■ Provided passage
********************

Weight Management

Have you experienced changes in weight since a diagnosis of Parkinson’s disease? It is very common for people with Parkinson’s to lose weight. Yet, for a variety of reasons, others may gain. Either way, changes in weight can affect your overall health. By being underweight, you may lose muscle mass and strength, and be more prone to osteoporosis and infection. Being overweight raises your risk of heart disease and high blood pressure, and puts stress on your joints. Maintaining a healthy weight is key to living well with PD.

Common Causes of Weight Changes

Weight Loss
There are many reasons why people with PD may lose weight. Some people may lose weight even if they are eating exactly the same amount of food, while for others, certain symptoms of PD may affect appetite or the ability to eat.

For example:

  • Gradual loss of the senses of smell and taste is a nonmotor PD symptom that makes eating less enjoyable. Even before a PD diagnosis, people may eat less, and lose weight, because of this symptom. This weight loss usually levels off once PD therapy begins, and people return to normal eating habits.
  • Some PD medications can cause nausea, which in turns, causes some individuals to eat less.

********************

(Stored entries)
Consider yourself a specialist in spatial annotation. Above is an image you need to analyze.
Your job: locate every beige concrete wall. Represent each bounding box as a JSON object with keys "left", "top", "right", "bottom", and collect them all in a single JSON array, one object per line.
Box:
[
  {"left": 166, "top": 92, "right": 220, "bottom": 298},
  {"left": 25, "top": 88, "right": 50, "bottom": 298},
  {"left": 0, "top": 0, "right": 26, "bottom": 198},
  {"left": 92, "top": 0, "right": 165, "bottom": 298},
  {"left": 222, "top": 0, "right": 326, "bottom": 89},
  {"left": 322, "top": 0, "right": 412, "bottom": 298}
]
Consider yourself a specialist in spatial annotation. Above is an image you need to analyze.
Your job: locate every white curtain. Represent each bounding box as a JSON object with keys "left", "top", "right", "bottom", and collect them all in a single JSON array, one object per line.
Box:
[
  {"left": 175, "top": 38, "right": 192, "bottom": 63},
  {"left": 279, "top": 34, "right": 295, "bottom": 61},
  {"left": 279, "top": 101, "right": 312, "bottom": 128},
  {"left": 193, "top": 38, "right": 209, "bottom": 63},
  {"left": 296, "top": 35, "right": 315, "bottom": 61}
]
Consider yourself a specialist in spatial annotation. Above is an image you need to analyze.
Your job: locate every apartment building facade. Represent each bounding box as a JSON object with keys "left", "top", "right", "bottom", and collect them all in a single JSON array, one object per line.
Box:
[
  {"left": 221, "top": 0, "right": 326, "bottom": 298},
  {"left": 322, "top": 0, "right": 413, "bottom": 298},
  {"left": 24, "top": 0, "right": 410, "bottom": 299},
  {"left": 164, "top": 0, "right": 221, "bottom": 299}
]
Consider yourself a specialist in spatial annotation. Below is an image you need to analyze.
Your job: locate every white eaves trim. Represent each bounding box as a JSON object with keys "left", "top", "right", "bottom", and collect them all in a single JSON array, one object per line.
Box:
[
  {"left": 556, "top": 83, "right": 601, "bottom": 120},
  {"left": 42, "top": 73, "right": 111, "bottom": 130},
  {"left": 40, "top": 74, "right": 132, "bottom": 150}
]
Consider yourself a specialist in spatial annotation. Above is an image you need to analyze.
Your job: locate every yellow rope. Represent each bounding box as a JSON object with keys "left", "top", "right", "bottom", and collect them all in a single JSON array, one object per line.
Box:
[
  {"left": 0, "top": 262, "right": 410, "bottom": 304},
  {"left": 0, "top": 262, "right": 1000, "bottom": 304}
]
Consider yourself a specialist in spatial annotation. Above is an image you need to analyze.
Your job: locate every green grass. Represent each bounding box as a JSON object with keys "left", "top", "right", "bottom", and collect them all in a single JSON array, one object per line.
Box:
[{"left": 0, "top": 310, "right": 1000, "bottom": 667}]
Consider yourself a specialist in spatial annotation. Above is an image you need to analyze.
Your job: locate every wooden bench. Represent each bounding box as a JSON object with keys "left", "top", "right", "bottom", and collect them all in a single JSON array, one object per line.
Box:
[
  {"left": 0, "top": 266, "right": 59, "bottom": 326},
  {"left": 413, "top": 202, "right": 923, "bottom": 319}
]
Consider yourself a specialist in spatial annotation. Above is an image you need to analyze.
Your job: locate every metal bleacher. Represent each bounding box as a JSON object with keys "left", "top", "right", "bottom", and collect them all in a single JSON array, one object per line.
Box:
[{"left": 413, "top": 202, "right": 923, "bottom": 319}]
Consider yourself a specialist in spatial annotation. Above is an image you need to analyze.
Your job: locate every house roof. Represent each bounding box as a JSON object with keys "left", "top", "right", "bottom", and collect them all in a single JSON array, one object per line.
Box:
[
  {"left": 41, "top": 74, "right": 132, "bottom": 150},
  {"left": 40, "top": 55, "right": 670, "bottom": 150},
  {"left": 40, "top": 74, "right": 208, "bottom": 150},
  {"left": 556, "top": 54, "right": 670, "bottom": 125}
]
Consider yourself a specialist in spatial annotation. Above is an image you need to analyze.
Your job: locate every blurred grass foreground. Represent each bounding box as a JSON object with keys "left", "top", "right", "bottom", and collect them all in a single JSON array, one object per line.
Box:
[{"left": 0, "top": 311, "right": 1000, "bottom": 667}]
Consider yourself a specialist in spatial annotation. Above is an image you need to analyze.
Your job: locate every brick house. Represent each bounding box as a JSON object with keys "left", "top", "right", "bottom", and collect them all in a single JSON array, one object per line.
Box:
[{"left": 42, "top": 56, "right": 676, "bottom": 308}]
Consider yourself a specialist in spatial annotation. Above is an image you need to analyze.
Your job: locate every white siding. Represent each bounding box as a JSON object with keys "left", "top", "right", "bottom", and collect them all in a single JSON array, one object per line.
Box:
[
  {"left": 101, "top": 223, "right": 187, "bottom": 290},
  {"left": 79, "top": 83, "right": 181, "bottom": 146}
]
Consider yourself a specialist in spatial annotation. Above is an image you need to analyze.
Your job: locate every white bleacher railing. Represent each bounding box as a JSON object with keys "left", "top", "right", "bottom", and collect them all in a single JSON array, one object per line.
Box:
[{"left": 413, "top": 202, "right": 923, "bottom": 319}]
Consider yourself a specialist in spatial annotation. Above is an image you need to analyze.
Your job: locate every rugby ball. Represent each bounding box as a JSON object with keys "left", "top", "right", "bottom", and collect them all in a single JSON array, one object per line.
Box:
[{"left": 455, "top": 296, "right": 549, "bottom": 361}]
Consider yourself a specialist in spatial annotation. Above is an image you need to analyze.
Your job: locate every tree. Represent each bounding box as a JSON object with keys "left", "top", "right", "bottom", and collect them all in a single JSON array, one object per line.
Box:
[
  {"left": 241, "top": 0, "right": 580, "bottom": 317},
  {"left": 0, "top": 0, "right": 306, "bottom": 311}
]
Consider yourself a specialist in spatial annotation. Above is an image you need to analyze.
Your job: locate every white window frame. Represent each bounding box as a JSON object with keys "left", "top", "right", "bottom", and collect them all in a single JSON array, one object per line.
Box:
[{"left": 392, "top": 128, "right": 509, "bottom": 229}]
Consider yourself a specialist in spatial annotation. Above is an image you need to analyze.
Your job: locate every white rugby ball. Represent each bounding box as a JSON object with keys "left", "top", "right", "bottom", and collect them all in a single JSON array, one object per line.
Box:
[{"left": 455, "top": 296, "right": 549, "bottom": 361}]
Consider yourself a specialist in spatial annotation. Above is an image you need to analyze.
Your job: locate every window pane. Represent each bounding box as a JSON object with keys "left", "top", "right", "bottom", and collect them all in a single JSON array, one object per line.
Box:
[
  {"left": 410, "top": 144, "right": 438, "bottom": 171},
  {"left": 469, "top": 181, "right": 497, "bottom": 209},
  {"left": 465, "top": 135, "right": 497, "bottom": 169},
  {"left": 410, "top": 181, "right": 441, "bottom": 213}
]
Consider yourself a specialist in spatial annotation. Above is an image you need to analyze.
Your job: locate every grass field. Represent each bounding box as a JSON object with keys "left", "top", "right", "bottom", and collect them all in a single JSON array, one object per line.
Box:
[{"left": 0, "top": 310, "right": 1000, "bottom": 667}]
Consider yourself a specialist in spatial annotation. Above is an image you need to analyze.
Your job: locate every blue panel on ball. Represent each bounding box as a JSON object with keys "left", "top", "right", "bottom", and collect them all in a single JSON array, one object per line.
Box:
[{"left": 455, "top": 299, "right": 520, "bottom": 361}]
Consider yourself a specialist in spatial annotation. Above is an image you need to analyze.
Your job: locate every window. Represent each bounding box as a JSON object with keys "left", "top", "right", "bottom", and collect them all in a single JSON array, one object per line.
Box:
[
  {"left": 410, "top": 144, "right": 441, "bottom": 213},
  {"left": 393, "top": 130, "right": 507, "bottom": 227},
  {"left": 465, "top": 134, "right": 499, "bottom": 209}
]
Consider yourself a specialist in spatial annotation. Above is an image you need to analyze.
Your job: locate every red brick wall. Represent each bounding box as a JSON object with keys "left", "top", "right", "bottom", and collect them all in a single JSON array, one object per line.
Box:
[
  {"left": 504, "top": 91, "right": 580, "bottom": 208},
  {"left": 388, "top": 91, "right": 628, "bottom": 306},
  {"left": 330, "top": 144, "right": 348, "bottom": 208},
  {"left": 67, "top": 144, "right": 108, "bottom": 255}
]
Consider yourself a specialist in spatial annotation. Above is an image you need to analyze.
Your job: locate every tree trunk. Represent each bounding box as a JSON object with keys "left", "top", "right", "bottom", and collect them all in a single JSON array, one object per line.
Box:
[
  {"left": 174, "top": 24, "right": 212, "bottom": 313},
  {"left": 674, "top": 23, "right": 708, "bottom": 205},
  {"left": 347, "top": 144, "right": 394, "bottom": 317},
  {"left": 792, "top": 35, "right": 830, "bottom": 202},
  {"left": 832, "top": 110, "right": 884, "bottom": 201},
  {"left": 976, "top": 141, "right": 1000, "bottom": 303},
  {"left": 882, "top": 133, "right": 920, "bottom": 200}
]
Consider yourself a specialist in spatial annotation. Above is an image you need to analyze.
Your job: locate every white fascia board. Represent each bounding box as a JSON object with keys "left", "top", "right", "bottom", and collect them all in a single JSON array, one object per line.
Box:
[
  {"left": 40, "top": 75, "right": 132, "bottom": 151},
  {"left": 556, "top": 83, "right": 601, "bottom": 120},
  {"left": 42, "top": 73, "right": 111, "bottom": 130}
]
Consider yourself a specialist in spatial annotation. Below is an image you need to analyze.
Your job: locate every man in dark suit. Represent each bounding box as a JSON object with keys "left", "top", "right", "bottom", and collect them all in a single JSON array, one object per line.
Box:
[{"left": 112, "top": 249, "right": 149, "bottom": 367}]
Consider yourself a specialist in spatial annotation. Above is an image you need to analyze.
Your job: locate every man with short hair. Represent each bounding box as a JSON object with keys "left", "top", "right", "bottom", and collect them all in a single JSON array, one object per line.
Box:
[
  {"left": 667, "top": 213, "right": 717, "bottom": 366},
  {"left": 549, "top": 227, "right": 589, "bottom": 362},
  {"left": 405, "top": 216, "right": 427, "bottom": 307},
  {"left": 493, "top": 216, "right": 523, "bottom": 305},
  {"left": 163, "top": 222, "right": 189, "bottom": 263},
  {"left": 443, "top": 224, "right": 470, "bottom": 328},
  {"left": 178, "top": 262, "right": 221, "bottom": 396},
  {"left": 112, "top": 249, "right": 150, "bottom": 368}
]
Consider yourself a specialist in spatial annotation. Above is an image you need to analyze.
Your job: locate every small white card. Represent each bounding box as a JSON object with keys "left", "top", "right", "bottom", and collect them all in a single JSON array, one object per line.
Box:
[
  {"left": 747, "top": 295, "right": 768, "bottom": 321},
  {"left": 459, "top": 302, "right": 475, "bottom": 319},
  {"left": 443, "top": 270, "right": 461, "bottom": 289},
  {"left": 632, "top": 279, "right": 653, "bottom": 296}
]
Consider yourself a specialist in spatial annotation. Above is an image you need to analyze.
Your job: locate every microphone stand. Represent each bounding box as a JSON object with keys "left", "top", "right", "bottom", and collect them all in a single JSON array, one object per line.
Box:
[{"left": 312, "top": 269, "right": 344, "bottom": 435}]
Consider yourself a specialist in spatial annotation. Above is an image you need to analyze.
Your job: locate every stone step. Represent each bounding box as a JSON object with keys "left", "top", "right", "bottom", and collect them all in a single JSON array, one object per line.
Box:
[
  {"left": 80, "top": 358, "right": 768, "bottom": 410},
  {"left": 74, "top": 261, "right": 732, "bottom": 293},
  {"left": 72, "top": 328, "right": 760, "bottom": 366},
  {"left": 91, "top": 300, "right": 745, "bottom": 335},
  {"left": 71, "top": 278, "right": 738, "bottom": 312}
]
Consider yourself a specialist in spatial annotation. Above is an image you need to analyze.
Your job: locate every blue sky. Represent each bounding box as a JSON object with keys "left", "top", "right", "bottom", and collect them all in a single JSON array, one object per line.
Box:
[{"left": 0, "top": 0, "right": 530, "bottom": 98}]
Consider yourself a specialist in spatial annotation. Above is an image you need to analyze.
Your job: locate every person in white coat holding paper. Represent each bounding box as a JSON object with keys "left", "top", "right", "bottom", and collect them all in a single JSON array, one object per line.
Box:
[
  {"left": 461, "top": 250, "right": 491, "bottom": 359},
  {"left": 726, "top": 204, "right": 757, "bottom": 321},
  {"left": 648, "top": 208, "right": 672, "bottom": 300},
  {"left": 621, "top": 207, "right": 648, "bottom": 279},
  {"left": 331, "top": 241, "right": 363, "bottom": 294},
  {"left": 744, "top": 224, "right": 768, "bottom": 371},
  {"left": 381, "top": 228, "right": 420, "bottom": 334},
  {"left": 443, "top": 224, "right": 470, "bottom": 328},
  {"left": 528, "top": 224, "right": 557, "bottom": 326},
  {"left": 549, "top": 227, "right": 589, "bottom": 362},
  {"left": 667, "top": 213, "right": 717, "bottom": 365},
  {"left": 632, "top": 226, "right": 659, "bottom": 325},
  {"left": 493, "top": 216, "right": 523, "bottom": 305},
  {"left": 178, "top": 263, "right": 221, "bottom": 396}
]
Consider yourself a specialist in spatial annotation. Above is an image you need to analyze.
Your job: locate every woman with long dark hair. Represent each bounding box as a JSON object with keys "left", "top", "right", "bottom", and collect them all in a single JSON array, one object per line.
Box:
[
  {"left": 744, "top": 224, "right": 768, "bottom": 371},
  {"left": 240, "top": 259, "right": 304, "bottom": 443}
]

********************

■ Goal of the exercise
Quote the weight management text word for word, beginning with "Have you experienced" and stopping after "ability to eat.".

■ Output of the task
Have you experienced changes in weight since a diagnosis of Parkinson’s disease? It is very common for people with Parkinson’s to lose weight. Yet, for a variety of reasons, others may gain. Either way, changes in weight can affect your overall health. By being underweight, you may lose muscle mass and strength, and be more prone to osteoporosis and infection. Being overweight raises your risk of heart disease and high blood pressure, and puts stress on your joints. Maintaining a healthy weight is key to living well with PD.

Common Causes of Weight Changes

Weight Loss
There are many reasons why people with PD may lose weight. Some people may lose weight even if they are eating exactly the same amount of food, while for others, certain symptoms of PD may affect appetite or the ability to eat.